"""

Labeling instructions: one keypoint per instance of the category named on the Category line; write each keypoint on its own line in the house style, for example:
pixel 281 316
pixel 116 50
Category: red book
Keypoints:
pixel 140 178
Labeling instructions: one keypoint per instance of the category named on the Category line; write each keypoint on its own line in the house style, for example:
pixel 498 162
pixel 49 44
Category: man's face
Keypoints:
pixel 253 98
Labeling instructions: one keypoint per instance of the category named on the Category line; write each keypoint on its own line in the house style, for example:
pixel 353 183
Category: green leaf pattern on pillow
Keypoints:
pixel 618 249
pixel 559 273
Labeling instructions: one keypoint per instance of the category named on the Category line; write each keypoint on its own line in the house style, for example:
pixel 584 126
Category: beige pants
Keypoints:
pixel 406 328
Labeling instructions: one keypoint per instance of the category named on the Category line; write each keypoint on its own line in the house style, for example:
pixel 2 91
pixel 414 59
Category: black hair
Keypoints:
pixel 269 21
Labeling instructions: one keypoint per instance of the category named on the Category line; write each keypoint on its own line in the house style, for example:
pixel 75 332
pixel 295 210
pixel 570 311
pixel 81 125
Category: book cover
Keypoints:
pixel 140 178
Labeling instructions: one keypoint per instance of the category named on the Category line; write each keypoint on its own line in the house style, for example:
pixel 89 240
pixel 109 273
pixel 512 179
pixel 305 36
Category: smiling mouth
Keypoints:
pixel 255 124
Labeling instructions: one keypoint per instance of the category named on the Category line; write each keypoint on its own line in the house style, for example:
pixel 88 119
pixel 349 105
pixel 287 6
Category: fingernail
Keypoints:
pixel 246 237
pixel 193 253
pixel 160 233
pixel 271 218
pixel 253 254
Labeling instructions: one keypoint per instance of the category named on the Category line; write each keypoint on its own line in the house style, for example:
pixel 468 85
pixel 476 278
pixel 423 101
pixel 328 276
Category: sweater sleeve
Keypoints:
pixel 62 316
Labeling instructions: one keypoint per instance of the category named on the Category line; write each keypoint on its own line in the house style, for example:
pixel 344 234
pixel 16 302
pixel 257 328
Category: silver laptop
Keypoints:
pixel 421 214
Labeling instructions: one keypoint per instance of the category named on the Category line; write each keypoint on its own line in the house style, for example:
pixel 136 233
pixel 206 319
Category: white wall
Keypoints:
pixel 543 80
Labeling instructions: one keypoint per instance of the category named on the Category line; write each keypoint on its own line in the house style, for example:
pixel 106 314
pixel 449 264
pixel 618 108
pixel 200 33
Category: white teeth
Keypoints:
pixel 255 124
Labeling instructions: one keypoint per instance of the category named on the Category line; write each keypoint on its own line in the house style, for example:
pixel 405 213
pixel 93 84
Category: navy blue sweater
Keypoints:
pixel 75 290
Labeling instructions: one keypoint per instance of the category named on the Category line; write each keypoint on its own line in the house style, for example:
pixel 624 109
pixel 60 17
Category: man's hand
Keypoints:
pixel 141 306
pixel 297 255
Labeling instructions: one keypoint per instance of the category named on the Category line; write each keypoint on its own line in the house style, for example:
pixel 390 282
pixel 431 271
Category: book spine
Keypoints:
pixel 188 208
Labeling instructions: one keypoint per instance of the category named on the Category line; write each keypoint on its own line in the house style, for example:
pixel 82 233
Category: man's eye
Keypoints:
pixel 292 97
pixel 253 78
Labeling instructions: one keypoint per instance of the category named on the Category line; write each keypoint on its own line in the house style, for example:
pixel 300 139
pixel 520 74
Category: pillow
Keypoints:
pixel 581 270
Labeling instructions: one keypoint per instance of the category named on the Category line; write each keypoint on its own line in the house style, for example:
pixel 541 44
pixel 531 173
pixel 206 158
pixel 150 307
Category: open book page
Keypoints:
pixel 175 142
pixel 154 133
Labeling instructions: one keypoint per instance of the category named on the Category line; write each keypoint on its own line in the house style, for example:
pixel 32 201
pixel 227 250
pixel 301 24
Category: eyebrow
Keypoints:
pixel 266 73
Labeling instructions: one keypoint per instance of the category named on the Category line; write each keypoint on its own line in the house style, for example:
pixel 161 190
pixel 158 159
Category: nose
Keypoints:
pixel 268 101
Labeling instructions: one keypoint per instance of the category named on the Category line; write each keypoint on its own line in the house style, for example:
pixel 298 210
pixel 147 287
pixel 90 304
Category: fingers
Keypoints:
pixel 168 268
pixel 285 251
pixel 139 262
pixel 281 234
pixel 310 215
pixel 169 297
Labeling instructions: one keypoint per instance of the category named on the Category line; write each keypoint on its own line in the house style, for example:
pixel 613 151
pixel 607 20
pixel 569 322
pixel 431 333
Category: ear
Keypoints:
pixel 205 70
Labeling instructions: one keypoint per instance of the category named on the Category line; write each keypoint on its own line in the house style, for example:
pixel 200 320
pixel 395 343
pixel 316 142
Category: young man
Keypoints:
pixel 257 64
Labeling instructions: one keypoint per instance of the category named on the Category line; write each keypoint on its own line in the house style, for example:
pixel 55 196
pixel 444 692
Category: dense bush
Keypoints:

"""

*Work to complete*.
Find every line in the records above that contains the word "pillow" and copy each one in full.

*Solved problem*.
Category: green leaf pattern on pillow
Category: pillow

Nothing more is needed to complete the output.